• _STATED PROBLEM_:
Beginning with the line where "Reviewer note: confirm that each instance of the tart" appears, retype every remaining line of the data below, both the first and last included.

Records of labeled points
★ ★ ★ ★ ★ ★ ★

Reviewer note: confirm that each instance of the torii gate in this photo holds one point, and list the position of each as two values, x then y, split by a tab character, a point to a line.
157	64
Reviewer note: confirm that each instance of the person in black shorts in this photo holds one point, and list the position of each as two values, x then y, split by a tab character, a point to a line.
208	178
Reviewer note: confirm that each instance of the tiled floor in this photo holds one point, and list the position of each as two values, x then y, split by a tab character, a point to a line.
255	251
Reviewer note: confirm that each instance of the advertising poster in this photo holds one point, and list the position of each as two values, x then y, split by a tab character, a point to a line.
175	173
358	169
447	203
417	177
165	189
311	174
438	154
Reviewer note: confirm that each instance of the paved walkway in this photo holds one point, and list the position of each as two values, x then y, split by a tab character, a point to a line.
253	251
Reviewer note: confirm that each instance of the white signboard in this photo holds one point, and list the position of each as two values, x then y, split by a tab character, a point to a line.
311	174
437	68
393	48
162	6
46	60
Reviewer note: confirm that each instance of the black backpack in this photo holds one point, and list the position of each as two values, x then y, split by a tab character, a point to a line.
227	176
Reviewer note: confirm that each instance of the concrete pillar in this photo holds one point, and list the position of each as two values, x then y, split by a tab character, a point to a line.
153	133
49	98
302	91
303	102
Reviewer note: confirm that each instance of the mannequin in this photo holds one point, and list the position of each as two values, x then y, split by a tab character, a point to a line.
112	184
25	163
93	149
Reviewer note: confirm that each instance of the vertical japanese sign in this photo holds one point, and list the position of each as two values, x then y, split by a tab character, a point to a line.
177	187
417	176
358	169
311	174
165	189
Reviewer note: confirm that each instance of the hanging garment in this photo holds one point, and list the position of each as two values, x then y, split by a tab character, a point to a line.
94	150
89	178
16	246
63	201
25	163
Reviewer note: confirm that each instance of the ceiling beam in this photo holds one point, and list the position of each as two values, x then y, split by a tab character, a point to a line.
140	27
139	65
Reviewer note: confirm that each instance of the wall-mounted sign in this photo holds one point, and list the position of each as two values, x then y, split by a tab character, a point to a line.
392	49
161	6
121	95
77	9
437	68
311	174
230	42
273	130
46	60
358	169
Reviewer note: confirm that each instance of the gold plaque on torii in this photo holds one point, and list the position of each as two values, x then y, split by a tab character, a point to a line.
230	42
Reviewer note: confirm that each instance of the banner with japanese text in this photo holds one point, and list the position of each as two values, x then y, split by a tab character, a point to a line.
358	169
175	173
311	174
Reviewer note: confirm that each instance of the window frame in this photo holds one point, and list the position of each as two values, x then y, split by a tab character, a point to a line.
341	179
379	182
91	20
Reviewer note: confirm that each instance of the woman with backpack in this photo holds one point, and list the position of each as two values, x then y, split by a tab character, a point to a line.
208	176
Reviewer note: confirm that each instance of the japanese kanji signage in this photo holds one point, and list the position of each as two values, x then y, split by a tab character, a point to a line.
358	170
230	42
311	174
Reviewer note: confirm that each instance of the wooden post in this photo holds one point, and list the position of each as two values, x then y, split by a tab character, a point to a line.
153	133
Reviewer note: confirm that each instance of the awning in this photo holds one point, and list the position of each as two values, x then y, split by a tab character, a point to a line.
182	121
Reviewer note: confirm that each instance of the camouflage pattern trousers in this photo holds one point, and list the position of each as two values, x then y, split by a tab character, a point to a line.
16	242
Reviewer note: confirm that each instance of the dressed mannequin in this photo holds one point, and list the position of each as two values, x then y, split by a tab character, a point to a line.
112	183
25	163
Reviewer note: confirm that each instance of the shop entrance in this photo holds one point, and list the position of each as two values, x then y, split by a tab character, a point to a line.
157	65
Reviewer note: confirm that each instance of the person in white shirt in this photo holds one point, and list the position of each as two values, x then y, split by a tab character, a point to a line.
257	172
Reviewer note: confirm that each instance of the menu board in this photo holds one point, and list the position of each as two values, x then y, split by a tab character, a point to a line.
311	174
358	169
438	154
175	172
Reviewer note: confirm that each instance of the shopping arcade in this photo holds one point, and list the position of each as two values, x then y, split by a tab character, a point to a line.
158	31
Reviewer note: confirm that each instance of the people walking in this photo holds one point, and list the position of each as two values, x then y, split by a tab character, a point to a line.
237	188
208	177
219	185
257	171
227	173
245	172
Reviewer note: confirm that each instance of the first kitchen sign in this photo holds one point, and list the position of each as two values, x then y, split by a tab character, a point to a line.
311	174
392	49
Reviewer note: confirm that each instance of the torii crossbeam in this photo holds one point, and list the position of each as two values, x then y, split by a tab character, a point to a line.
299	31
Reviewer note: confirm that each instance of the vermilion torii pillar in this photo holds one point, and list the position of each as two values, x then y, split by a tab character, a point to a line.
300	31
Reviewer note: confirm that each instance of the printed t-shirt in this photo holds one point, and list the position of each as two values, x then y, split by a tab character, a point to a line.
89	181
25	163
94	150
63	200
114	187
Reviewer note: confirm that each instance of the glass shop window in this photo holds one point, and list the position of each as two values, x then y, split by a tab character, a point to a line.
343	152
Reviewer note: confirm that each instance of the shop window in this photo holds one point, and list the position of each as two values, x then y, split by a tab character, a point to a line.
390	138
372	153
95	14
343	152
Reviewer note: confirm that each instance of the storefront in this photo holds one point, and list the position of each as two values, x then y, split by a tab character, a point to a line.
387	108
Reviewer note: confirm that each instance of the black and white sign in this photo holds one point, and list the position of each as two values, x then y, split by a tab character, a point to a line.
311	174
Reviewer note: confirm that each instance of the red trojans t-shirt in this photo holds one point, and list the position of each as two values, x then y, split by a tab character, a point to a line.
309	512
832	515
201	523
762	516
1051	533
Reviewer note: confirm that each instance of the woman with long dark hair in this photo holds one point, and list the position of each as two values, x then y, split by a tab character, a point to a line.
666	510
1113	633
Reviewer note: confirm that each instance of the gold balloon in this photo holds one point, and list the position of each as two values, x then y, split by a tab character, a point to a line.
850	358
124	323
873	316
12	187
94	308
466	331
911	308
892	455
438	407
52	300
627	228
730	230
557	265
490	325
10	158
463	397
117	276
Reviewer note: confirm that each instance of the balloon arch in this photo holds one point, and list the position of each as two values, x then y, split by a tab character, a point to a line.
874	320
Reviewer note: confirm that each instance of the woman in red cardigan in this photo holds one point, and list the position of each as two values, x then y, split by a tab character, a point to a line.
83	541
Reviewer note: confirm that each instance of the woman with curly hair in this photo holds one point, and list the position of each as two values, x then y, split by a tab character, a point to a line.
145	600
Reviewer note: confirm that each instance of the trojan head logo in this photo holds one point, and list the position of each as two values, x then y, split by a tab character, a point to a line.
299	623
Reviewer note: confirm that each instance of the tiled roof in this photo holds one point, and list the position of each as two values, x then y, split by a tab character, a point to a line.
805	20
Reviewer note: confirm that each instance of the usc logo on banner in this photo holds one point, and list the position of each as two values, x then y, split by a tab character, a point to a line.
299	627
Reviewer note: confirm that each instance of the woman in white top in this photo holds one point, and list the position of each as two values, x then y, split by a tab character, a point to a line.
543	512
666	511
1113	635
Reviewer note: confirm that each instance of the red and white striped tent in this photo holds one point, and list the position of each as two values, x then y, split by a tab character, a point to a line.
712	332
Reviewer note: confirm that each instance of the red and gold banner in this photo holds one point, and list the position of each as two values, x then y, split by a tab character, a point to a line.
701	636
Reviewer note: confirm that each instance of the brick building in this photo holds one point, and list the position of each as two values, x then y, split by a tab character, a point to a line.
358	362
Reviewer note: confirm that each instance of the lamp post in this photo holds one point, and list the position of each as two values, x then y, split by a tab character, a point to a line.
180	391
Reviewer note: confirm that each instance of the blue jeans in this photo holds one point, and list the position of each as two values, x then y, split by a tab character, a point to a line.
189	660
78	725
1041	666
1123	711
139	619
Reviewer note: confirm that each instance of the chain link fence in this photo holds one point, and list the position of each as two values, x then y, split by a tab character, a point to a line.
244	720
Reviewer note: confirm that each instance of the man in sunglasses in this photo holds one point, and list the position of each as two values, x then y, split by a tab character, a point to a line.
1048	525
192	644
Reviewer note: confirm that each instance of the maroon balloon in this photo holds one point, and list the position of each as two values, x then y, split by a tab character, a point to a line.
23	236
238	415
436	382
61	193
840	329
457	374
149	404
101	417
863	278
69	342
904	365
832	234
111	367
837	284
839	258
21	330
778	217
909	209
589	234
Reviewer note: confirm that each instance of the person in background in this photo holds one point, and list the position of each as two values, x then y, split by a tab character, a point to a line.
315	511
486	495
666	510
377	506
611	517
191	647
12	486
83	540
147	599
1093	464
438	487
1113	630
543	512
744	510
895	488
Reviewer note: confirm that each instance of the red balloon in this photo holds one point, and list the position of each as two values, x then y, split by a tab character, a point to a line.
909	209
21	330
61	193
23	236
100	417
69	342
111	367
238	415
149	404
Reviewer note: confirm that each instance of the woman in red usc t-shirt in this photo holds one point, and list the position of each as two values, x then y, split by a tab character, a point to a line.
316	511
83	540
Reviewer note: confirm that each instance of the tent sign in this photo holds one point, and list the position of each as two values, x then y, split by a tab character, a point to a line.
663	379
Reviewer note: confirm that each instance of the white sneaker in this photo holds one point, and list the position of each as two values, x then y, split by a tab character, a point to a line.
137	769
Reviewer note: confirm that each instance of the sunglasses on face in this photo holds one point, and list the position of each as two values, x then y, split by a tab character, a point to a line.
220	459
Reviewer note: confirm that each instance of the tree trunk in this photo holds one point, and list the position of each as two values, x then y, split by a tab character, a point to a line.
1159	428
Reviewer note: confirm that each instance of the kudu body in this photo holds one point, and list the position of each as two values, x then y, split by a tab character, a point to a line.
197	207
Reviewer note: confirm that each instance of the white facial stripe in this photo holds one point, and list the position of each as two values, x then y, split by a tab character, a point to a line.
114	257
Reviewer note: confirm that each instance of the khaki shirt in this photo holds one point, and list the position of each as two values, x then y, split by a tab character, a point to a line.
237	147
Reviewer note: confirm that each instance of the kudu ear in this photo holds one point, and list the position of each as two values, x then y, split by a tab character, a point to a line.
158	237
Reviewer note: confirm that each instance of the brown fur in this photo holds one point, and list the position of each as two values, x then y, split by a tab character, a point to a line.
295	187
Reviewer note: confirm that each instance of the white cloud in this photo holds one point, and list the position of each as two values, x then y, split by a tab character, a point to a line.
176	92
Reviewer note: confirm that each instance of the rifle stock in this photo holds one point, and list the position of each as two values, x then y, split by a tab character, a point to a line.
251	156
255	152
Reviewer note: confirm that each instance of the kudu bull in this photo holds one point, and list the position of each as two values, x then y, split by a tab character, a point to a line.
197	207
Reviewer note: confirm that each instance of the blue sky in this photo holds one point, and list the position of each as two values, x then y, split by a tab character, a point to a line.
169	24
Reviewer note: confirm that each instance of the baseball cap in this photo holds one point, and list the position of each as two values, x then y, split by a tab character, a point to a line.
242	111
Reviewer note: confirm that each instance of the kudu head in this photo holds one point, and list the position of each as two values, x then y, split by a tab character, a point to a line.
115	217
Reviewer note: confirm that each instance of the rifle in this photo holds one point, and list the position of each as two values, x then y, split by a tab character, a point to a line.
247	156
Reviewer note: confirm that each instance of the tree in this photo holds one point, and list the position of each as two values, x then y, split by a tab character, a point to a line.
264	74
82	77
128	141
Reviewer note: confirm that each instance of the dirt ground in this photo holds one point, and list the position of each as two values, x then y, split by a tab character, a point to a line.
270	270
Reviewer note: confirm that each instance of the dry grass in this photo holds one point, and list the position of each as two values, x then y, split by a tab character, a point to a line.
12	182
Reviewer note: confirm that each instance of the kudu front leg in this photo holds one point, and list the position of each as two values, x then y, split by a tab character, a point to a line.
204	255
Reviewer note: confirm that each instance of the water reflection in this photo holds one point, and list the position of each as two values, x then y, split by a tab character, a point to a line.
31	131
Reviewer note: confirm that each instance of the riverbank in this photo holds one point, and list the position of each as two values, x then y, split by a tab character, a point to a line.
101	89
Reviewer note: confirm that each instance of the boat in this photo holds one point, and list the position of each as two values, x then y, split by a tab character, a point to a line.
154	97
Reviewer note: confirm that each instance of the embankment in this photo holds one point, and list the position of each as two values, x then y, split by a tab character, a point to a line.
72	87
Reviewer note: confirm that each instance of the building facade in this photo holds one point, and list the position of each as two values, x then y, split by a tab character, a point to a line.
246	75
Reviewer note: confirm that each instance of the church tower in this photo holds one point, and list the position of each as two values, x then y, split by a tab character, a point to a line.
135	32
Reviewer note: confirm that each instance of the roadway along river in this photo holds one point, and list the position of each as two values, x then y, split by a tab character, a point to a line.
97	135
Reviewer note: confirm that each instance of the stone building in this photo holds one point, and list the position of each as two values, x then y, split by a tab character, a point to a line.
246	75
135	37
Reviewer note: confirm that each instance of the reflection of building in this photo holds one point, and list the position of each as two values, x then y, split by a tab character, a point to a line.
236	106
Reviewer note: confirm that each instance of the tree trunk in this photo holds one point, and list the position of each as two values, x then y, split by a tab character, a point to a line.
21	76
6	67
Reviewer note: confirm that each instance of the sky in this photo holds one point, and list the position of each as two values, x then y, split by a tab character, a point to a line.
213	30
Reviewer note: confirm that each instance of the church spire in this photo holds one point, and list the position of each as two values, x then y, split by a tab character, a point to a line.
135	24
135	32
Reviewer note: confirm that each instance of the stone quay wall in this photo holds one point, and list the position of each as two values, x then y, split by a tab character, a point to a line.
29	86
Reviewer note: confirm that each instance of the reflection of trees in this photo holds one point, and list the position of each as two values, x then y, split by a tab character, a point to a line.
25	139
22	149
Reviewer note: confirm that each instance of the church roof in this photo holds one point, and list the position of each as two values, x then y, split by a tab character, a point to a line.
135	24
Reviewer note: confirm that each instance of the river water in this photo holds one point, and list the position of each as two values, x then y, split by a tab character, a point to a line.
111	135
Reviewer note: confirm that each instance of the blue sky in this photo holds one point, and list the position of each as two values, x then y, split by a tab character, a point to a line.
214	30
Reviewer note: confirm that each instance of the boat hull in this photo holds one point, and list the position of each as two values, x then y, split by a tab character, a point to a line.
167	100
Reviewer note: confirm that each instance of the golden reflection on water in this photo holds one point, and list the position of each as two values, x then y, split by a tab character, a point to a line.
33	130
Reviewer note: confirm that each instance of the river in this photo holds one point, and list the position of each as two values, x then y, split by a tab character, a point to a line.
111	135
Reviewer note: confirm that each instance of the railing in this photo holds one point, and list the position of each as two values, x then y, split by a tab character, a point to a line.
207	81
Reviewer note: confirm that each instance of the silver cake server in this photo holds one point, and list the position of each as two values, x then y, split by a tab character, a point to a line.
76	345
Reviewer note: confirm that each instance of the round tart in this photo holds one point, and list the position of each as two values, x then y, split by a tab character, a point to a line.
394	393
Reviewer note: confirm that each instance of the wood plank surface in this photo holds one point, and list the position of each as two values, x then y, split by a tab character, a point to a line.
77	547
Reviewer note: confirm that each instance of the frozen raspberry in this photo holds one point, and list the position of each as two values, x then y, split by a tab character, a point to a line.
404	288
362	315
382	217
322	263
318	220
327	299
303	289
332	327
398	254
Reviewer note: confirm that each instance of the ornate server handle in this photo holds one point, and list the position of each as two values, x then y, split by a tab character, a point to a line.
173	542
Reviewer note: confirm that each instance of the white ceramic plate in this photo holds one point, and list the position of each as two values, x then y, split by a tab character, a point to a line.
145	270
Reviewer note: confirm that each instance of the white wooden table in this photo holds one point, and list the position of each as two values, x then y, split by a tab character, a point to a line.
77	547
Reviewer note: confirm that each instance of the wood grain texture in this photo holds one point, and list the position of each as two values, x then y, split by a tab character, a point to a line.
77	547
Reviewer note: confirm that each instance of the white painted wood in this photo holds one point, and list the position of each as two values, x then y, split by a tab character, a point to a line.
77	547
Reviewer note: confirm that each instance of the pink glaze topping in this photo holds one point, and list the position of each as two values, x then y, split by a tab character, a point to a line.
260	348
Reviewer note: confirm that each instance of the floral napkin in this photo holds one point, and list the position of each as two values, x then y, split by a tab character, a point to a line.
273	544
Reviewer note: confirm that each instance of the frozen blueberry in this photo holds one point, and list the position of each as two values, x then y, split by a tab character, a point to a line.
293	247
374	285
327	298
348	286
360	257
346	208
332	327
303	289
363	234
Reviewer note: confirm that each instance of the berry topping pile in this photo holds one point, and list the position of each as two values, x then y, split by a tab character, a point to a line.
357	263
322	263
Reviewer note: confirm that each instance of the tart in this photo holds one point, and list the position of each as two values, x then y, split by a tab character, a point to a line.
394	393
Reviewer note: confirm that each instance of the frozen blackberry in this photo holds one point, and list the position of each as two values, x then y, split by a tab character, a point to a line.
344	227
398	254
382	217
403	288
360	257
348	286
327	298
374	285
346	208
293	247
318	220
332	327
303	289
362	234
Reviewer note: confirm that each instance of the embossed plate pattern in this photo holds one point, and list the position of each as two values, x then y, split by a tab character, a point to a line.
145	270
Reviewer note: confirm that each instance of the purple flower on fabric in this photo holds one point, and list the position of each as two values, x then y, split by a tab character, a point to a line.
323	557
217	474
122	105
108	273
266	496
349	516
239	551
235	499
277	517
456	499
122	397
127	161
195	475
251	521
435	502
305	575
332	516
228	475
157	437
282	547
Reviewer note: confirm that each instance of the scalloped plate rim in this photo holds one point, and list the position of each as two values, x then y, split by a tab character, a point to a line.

★ ★ ★ ★ ★ ★ ★

• _TASK RESULT_:
Reviewer note: confirm that each instance of the tart in this photo holds one point, and list the position of each as two values, x then y, split by a tab character, a point to a line.
394	393
Reviewer note: confirm that each instance of the frozen blackberry in this photo holds one point, and list the position of each as two values, x then y, split by a tab character, a point to a line.
344	227
398	254
382	217
403	288
360	257
348	286
327	298
374	285
346	208
293	247
318	220
332	327
303	289
362	234
Reviewer note: confirm that each instance of the embossed plate pattern in this photo holds one point, and list the position of each as two values, x then y, split by a tab character, a point to a line.
145	270
Reviewer note: confirm that each instance of the purple flower on fabric in this photo holds one point, and list the position of each as two values, x then y, split by a tab character, a point to a line.
323	557
217	474
122	105
108	273
266	496
349	516
239	551
235	499
277	517
456	499
122	397
127	161
195	475
251	521
435	502
305	575
332	516
228	475
157	437
282	547
Reviewer note: confirm that each instance of the scalloped plate rim in this photo holds one point, and list the position of each as two values, x then y, split by a tab character, a point to a line.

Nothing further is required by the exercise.